Page text:
How do you train with non-text data?

Hi folks,
So far all training/fine-tuning I’ve read about involves simple data in text, csv, etc.
I was wondering how training can be done using more complex data like a XML document. For instance, training to extract specific information from XML documents, where the structure can change a bit.
how are datasets like these created?

1 Like

GPT-3 can parse text so first have it extract the kind of material you are looking for from the XML with a natural language instruction. The parameters are important, so look for examples in the Playground that you can adapt.

Or you could skip parsing altogether and just see if GPT-3 can do what you want with the XML itself.

I’m pretty sure the fine-tuning is only good for applications that have a really patterned response. Like “This is my desired input, this is my desired output”. If there’s some kind of regularity of response you have in mind. Then just feed the input/output to the fine-tuning training endpoint. I don’t know what the length limit is for the examples but again, you could just pass the XML and state what you want from it.

The only big limitation I think with GPT-3 is the length of the input. Whatever you are doing, you have to find a way to break it into pieces that GPT-3 can work with. It can’t parse a 100 page document. But it can parse, classify, etc, one page at a time, for example. That’s the only slightly cumbersome aspect of designing with GPT-3, in my opinion (so far).

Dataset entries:

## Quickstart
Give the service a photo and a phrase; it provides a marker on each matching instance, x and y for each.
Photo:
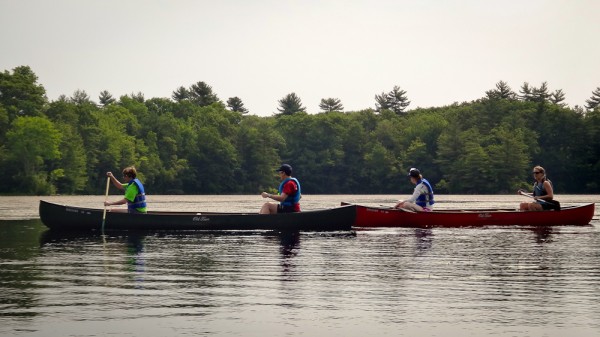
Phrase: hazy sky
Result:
(440, 52)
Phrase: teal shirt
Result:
(130, 192)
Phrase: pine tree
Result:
(236, 104)
(331, 104)
(594, 101)
(290, 104)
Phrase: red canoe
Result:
(371, 216)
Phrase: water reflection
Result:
(543, 234)
(424, 238)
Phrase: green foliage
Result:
(395, 100)
(192, 143)
(290, 104)
(331, 104)
(594, 101)
(20, 94)
(30, 142)
(236, 105)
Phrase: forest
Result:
(195, 143)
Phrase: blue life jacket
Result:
(140, 200)
(291, 199)
(425, 200)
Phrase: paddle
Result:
(105, 200)
(521, 192)
(554, 203)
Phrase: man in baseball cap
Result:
(422, 198)
(289, 194)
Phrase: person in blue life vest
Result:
(422, 198)
(543, 193)
(289, 194)
(135, 196)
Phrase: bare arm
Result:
(275, 197)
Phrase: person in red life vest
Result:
(422, 198)
(543, 193)
(289, 194)
(135, 197)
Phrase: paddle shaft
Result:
(105, 200)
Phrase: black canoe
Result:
(63, 217)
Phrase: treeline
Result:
(193, 143)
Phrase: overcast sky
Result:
(440, 52)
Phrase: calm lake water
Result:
(493, 281)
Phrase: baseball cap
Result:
(285, 168)
(413, 172)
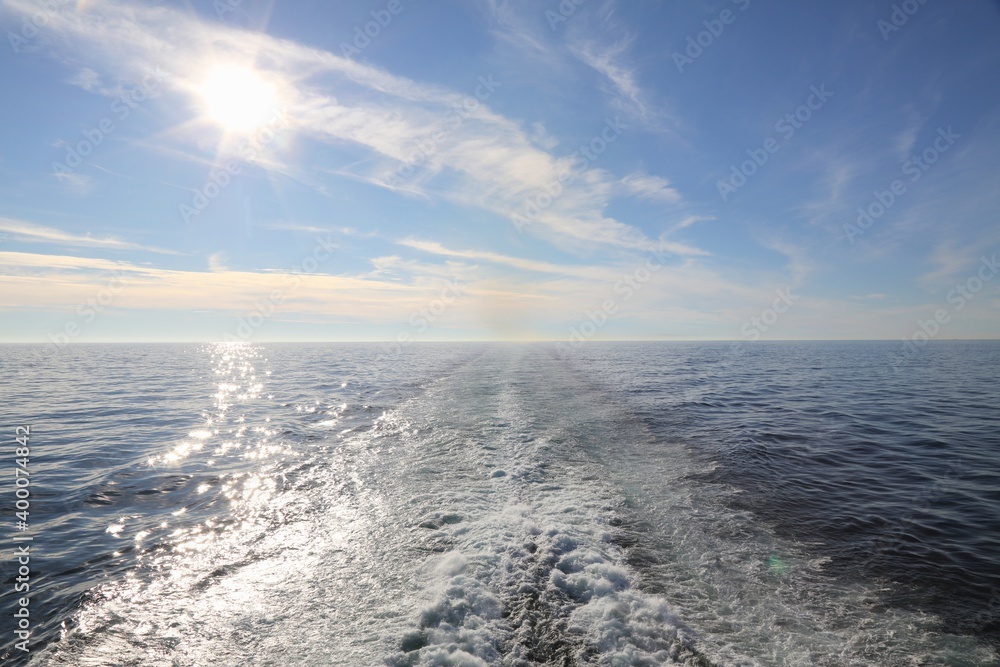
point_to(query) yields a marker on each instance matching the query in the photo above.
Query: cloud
(465, 152)
(432, 247)
(87, 79)
(651, 187)
(32, 233)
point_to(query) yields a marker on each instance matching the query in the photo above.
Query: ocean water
(501, 504)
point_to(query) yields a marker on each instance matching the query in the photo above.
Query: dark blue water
(632, 504)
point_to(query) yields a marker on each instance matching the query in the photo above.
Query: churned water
(480, 504)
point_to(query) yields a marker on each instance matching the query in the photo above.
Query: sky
(409, 170)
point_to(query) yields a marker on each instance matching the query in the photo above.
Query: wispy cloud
(651, 187)
(482, 159)
(30, 232)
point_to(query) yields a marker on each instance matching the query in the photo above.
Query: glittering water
(631, 504)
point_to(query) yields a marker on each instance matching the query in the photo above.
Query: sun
(237, 98)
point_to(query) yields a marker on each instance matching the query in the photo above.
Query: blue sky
(415, 170)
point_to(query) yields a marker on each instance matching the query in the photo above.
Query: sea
(471, 504)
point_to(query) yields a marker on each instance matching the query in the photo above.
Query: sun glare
(237, 98)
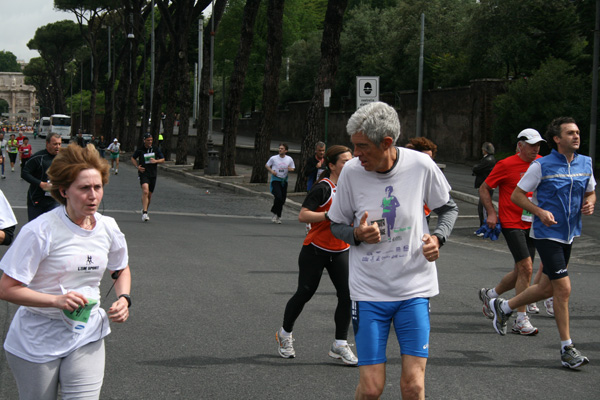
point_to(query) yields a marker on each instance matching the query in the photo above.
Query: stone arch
(20, 97)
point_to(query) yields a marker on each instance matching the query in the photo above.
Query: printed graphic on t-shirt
(389, 204)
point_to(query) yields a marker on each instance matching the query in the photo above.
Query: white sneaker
(286, 345)
(344, 353)
(533, 308)
(549, 303)
(522, 326)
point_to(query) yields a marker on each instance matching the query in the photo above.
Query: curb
(239, 189)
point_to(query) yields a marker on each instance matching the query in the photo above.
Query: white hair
(376, 121)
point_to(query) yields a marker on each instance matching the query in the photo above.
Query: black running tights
(311, 262)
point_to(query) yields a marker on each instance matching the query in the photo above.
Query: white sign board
(367, 90)
(326, 97)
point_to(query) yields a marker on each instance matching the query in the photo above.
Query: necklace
(89, 226)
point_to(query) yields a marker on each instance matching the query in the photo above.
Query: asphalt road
(211, 276)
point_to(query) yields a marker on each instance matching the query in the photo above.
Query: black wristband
(126, 298)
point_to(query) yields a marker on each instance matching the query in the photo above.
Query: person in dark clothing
(144, 160)
(481, 170)
(39, 200)
(315, 166)
(79, 139)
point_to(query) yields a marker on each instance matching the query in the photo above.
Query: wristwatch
(441, 239)
(126, 298)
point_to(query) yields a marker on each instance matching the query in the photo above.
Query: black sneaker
(500, 317)
(572, 358)
(485, 299)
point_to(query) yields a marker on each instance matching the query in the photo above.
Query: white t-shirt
(280, 165)
(7, 216)
(52, 254)
(394, 269)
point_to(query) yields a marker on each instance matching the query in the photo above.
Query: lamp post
(81, 99)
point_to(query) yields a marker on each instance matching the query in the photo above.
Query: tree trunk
(330, 54)
(201, 159)
(236, 88)
(262, 140)
(184, 23)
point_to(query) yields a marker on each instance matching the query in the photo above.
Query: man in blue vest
(564, 188)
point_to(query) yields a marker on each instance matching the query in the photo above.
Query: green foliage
(386, 43)
(553, 90)
(8, 62)
(57, 42)
(511, 38)
(36, 73)
(304, 56)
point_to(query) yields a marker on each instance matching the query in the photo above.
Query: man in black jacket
(481, 170)
(39, 200)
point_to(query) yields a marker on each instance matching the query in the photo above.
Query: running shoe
(522, 326)
(572, 358)
(286, 345)
(533, 308)
(549, 303)
(500, 317)
(344, 353)
(486, 303)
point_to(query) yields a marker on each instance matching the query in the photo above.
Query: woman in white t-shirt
(53, 271)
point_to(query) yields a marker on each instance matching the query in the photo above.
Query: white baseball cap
(530, 136)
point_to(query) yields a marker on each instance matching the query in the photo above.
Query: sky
(20, 20)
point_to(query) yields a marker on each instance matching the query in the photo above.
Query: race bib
(77, 320)
(526, 215)
(148, 157)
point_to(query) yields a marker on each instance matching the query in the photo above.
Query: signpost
(367, 90)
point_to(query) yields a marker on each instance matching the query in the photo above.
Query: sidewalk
(458, 175)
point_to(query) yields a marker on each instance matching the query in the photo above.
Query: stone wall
(458, 120)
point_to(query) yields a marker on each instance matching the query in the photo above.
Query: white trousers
(79, 375)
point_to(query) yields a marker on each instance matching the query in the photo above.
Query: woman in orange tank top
(321, 250)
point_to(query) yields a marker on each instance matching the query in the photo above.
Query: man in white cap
(515, 225)
(564, 187)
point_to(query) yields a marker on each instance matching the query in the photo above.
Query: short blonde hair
(69, 162)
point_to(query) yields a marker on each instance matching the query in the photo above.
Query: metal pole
(109, 62)
(81, 99)
(152, 44)
(594, 110)
(195, 112)
(200, 55)
(212, 52)
(420, 95)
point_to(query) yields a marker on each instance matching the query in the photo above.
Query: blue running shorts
(372, 320)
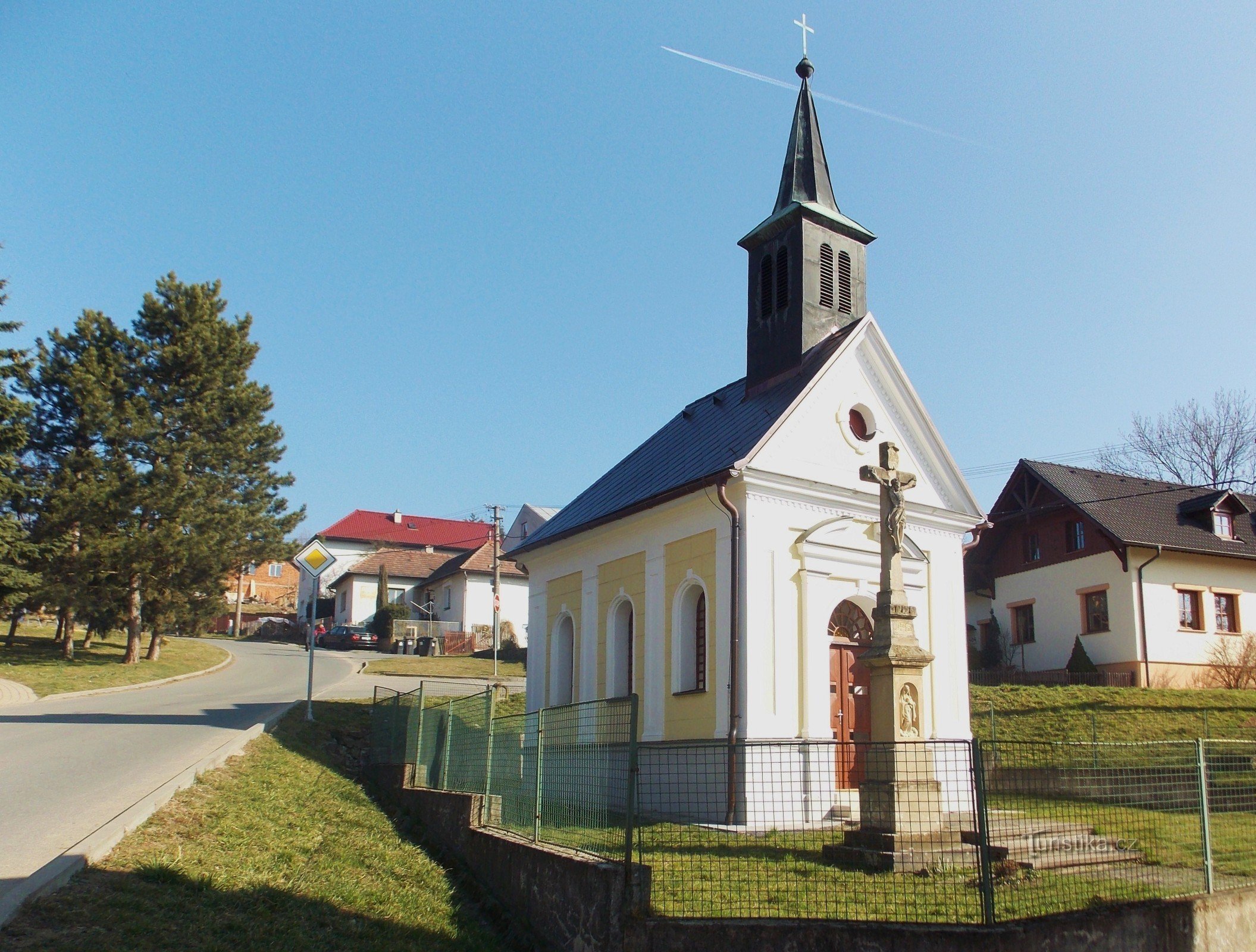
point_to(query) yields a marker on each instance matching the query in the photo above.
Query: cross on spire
(806, 30)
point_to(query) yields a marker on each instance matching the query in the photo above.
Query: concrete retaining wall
(574, 902)
(1225, 922)
(569, 901)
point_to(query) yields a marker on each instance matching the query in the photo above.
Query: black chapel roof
(1151, 513)
(703, 441)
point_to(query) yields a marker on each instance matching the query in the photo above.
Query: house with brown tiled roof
(447, 587)
(365, 531)
(1149, 577)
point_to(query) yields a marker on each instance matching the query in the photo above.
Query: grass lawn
(280, 849)
(446, 667)
(1121, 714)
(36, 662)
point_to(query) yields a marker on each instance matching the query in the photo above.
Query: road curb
(99, 843)
(142, 685)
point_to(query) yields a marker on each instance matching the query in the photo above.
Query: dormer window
(1223, 524)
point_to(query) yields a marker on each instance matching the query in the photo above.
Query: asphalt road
(68, 766)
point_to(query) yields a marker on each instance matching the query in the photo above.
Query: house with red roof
(365, 531)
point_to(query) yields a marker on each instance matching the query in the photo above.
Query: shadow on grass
(340, 739)
(160, 907)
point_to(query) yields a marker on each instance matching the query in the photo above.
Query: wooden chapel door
(850, 711)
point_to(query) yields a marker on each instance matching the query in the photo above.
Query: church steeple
(806, 177)
(808, 262)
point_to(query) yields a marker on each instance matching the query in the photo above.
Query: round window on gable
(861, 422)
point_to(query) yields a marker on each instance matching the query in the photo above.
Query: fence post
(419, 739)
(449, 736)
(986, 881)
(1094, 741)
(392, 732)
(994, 739)
(489, 699)
(631, 797)
(1205, 832)
(537, 793)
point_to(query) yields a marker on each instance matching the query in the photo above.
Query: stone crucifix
(893, 515)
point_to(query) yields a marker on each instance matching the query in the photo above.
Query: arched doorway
(562, 662)
(850, 712)
(621, 650)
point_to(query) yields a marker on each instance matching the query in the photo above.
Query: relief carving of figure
(909, 712)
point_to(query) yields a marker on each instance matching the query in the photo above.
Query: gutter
(1142, 618)
(734, 641)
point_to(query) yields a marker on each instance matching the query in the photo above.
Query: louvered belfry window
(765, 287)
(844, 300)
(782, 279)
(825, 275)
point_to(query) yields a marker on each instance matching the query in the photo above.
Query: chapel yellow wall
(690, 715)
(559, 592)
(627, 574)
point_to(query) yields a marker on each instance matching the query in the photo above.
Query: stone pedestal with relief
(902, 822)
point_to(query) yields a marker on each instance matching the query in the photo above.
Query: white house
(528, 520)
(357, 588)
(461, 591)
(741, 529)
(365, 531)
(1149, 575)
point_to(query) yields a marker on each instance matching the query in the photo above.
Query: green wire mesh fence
(562, 775)
(986, 831)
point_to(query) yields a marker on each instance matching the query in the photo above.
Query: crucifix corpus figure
(893, 513)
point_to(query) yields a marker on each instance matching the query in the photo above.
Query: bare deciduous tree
(1192, 444)
(1231, 663)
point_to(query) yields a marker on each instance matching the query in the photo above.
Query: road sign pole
(314, 559)
(309, 644)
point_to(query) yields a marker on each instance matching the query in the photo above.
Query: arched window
(782, 279)
(844, 299)
(825, 275)
(560, 662)
(850, 624)
(691, 641)
(765, 287)
(621, 650)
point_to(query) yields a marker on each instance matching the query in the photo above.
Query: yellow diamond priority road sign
(314, 558)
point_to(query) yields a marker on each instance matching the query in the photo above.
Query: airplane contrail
(879, 115)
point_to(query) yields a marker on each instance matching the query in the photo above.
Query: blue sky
(490, 248)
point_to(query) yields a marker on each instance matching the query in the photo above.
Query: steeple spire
(808, 262)
(806, 177)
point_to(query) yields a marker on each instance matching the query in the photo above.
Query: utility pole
(496, 584)
(235, 631)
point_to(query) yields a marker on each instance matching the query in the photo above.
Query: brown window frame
(1232, 625)
(1217, 515)
(1074, 536)
(1019, 615)
(1032, 547)
(1089, 625)
(1196, 605)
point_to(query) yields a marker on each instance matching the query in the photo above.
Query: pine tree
(210, 499)
(382, 588)
(17, 580)
(77, 475)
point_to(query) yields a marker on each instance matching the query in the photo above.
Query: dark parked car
(344, 637)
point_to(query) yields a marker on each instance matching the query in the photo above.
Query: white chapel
(726, 569)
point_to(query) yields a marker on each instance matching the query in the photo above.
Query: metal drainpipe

What you need to do: From the forum thread above, copy out the passage from "Or you could" up to and including "want from it." with no changes.

Completed task:
Or you could skip parsing altogether and just see if GPT-3 can do what you want with the XML itself.

I’m pretty sure the fine-tuning is only good for applications that have a really patterned response. Like “This is my desired input, this is my desired output”. If there’s some kind of regularity of response you have in mind. Then just feed the input/output to the fine-tuning training endpoint. I don’t know what the length limit is for the examples but again, you could just pass the XML and state what you want from it.